● **What to do**: Please give the data again exactly, with no line dropped.

● **Records for processing**:
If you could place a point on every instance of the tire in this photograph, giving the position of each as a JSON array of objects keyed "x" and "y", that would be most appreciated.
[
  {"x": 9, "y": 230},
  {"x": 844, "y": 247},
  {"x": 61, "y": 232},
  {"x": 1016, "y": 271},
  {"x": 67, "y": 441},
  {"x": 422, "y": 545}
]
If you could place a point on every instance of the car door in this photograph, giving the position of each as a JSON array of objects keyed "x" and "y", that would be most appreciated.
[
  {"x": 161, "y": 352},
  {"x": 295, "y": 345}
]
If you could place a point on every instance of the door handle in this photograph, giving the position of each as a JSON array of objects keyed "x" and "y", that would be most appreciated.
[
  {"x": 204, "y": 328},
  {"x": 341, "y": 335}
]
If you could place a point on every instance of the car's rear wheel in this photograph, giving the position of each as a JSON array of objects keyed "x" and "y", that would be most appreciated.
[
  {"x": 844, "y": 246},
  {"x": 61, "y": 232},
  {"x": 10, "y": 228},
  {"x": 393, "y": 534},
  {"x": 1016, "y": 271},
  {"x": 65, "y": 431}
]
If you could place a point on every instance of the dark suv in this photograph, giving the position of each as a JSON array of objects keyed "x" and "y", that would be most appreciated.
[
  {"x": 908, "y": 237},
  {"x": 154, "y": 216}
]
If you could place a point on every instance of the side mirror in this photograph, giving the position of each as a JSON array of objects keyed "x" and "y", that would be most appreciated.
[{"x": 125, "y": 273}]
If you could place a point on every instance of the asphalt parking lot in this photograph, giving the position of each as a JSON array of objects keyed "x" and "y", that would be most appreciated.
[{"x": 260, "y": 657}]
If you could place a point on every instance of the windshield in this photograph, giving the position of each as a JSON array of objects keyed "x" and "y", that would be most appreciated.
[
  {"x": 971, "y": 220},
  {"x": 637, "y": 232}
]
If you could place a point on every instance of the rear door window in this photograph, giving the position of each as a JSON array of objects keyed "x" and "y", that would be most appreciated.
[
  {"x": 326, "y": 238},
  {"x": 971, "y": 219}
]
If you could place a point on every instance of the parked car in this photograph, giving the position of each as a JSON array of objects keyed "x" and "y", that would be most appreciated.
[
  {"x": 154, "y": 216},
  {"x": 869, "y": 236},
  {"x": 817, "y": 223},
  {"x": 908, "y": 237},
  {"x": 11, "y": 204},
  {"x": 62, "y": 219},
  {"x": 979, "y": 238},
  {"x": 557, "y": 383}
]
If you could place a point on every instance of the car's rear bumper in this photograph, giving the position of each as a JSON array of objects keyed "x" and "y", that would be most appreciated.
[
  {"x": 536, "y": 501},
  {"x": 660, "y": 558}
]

● **Expected output**:
If you could place a point on every instance of the tire in this photograph, giving the position of each as a JSON array of objects keyed "x" and "y", that would be most appreciated.
[
  {"x": 9, "y": 230},
  {"x": 844, "y": 247},
  {"x": 61, "y": 232},
  {"x": 1016, "y": 271},
  {"x": 67, "y": 441},
  {"x": 422, "y": 545}
]
If you could place a point on every instance of the car door in this photograph, giving the position of each as a JSON array of objects keyed "x" and "y", that would be most appreciated.
[
  {"x": 161, "y": 352},
  {"x": 295, "y": 345}
]
If you could place a point on every instance of the door handle in this photograph, giving the position of each as a JSON array of objects keyed "x" and "y", that would be most appreciated.
[
  {"x": 204, "y": 328},
  {"x": 341, "y": 335}
]
If you could place a point on every instance of the car's rear wheel in this photograph, giving the position of each as a JSON array of objects keyed "x" and "y", that would be most appreciated.
[
  {"x": 844, "y": 246},
  {"x": 61, "y": 232},
  {"x": 10, "y": 228},
  {"x": 393, "y": 534},
  {"x": 1016, "y": 271},
  {"x": 65, "y": 431}
]
If you could place a point on every instance of the dark suv in this photograph, giving the position of each as a JSON array of objects keyed "x" and "y", that would be most appreciated.
[
  {"x": 908, "y": 237},
  {"x": 154, "y": 216}
]
If you could place a point on every instance of the side mirror in this photograph, giving the position of each as a JSON array of objects keyed "x" and "y", that would be most appreciated.
[{"x": 125, "y": 273}]
If you could place a point on every instance of the asphalt parking lot in this photograph, giving the position of each as a JSON array of objects keyed "x" and "y", that would be most appreciated.
[{"x": 260, "y": 657}]
If you could place a point on every instance of the windshield in this photograph, giving the position of each as a JSON array of objects keyed "x" and "y", that would be most appreciated.
[
  {"x": 971, "y": 220},
  {"x": 637, "y": 232}
]
If you could place a point on every instance of the rear door window in this photograph, giving the position of each as a JSON array of objects keyed "x" and "y", that would be most appreciated.
[
  {"x": 326, "y": 238},
  {"x": 971, "y": 219}
]
If you could place a point on every instance of the parked car in this photograph, giving the position of each as a JSON array of objects keyed "x" and "y", that would be most appreciated.
[
  {"x": 154, "y": 216},
  {"x": 869, "y": 236},
  {"x": 817, "y": 223},
  {"x": 908, "y": 237},
  {"x": 11, "y": 204},
  {"x": 62, "y": 219},
  {"x": 979, "y": 238},
  {"x": 557, "y": 383}
]
If you could place a point on every instance of the car's rear bumper in this photograph, giving the position of each as a JSON array of objects keyed "x" and "y", that would be most appreciated.
[
  {"x": 536, "y": 501},
  {"x": 660, "y": 558}
]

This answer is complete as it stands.